++++ Stored data
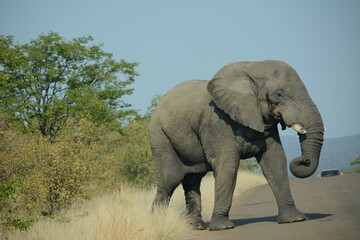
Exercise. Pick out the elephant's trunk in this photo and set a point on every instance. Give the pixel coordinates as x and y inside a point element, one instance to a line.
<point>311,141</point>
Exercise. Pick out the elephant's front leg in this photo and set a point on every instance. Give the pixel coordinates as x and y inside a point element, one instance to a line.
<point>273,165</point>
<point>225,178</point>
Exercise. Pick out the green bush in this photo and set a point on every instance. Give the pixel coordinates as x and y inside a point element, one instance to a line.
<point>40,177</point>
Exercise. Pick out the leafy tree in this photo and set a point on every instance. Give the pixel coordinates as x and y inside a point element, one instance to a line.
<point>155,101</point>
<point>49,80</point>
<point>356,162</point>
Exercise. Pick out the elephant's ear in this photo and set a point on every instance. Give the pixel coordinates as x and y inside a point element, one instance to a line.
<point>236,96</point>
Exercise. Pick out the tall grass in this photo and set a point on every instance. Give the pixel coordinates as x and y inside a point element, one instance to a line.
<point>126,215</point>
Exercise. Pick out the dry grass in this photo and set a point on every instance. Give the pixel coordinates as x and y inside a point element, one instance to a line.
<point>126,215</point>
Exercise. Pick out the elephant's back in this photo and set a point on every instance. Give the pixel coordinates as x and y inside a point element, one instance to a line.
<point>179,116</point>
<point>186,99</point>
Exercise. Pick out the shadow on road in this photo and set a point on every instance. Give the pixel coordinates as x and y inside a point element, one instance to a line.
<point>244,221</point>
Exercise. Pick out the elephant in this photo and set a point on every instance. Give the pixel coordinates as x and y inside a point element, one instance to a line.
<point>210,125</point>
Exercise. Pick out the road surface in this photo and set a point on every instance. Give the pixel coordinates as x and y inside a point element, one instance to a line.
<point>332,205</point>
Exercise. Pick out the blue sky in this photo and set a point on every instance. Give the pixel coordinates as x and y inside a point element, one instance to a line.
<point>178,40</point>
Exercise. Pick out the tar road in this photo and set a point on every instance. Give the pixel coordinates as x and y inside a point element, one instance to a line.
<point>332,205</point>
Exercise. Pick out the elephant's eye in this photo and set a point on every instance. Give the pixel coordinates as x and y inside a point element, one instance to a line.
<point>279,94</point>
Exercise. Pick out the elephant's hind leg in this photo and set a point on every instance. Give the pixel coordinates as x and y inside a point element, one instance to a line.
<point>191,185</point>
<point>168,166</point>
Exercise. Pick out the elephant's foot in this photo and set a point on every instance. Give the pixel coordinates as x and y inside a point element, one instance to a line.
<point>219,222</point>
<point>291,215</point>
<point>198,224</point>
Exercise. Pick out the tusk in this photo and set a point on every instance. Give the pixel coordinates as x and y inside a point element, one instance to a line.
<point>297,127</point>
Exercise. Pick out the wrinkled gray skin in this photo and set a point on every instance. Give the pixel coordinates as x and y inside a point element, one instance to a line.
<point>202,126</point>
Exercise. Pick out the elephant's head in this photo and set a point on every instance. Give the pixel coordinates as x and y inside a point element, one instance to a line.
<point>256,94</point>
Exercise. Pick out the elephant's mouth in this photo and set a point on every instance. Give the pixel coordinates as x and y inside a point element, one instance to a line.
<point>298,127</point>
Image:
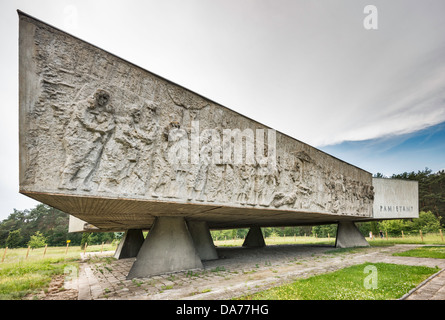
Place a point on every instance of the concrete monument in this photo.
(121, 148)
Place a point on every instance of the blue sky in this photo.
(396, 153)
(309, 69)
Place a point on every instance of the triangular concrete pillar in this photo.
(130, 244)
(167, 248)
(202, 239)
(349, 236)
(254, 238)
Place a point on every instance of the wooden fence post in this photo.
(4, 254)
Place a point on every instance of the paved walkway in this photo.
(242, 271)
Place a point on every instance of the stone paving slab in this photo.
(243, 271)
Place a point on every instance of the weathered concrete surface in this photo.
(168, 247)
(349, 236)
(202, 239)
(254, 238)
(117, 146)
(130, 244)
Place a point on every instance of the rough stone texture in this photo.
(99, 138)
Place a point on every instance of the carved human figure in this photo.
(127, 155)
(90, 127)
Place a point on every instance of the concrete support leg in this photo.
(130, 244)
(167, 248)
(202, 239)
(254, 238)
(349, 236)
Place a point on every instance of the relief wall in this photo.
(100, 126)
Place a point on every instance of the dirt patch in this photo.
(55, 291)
++++++++
§ Exercise goal
Rewrite the lines above as a numbered list, skipping blank lines and leaving out the pictures.

§ Final answer
1. Exercise. Pick out the elephant's trunk in this photo and set a point on every instance. Give the pixel coordinates as x and y inside a point element, one instance to a line.
2. <point>311,141</point>
3. Exercise. Pick out the elephant's front leg in this photo and set a point on every instance. Give the pixel coordinates as x and y inside a point element, one instance to a line.
4. <point>273,165</point>
5. <point>225,178</point>
6. Exercise. Pick out the green bush in this photo and set a point on every instance. Give the pixel coordinates as x and y inside a point element, one instance to a line.
7. <point>40,177</point>
8. Exercise. Pick out the leafy tree in this photo and set a point on every instance. Give the pixel coordinates as x and y inside a point element, one instance to a line.
9. <point>155,101</point>
10. <point>49,80</point>
11. <point>356,162</point>
12. Exercise. Pick out the elephant's ear in this photo and set a point on every instance. Give the pixel coordinates as x and y inside a point element, one instance to a line.
13. <point>236,96</point>
14. Exercise. Pick out the tall grass in this photo and set a point on every instance. Give the pixel coordinates as x and y inside a point element, one instance to a line.
15. <point>126,215</point>
16. Exercise. Pick out the dry grass in this photo and set a point on every instance. Give the pixel coordinates as x and y inside a point element, one instance to a line.
17. <point>126,215</point>
18. Exercise. Pick out the elephant's back in this photo and set a point on every instance. Give the pixel coordinates as x and y inside a point element, one instance to a line.
19. <point>179,116</point>
20. <point>186,99</point>
21. Exercise. Pick out the shadow on road in this photo and set a point on every instance. Give the pixel coordinates as x and y inside a point element, one instance to a line.
22. <point>244,221</point>
23. Exercise. Pick out the elephant in this photo and set a point on every instance. Give the pixel coordinates as x and y inside a point element, one instance to a line.
24. <point>210,125</point>
25. Exercise. Pick out the road surface in this photo and set a point on every instance. Give the pixel coordinates as x and y inside a point element, one instance to a line.
26. <point>332,205</point>
27. Exercise. Pick out the blue sky in this photo and set a point on every instance. Give the pixel coordinates as x and y inside a point element, one instance to a line.
28. <point>178,40</point>
29. Exercise. Pick out the tar road in this photo and set a point on every instance. Give the pixel coordinates as x and y inside a point element, one instance to a line.
30. <point>332,205</point>
31. Exercise. Pick out the elephant's eye in this photo and set a point on every instance. Give the pixel coordinates as x and y inside a point element, one instance to a line.
32. <point>279,94</point>
33. Exercise. Pick out the elephant's hind leg in this photo and set a point on every instance. Give the pixel coordinates as x and y inside a point element, one instance to a line.
34. <point>191,185</point>
35. <point>168,166</point>
36. Exercise. Pick out the elephant's foot in this photo and set a point on every instance. Give the pixel coordinates as x and y inside a point element, one instance to a line.
37. <point>219,222</point>
38. <point>291,215</point>
39. <point>198,224</point>
40. Exercise. Pick out the tusk in this photo and set a point on every instance. Give the pixel coordinates as x and y inside a point element, one instance to a line.
41. <point>297,127</point>
42. Exercise. Pick out the wrinkled gray skin in this photo and set a point on every instance. Give the pixel coordinates as x and y inside a point element, one instance to a line.
43. <point>202,126</point>
44. Exercise. Pick out the elephant's head in this photo and set a point on every instance. Give the pixel coordinates as x and y inside a point element, one instance to a line.
45. <point>256,94</point>
46. Exercise. Pick out the elephant's mouth in this photo and set a point on every instance. Give the pixel coordinates as x and y inside a point element, one instance to a line.
47. <point>298,127</point>
48. Image:
49. Place a point on every instance of the concrete monument in this photo.
50. (121, 148)
51. Place a point on every instance of the blue sky in this photo.
52. (396, 153)
53. (309, 69)
54. Place a point on every instance of the triangular concrete pillar in this photo.
55. (130, 244)
56. (167, 248)
57. (202, 239)
58. (349, 236)
59. (254, 238)
60. Place a point on every instance of the wooden fence post in this photo.
61. (4, 254)
62. Place a point on every instance of the paved walkway in this photo.
63. (242, 271)
64. Place a point on every instance of the stone paving slab in this photo.
65. (243, 271)
66. Place a point on every instance of the weathered concrete surface in this photo.
67. (168, 247)
68. (349, 236)
69. (202, 239)
70. (254, 238)
71. (117, 146)
72. (130, 244)
73. Place a point on every instance of the rough stone texture in this photo.
74. (99, 138)
75. Place a point on every instance of the carved human figure in this photo.
76. (127, 155)
77. (90, 127)
78. Place a point on every instance of the concrete support leg in this photo.
79. (130, 244)
80. (167, 248)
81. (202, 239)
82. (254, 238)
83. (349, 236)
84. Place a point on every instance of the relief wall in this photo.
85. (100, 126)
86. Place a point on every instance of the dirt patch in this photo.
87. (55, 291)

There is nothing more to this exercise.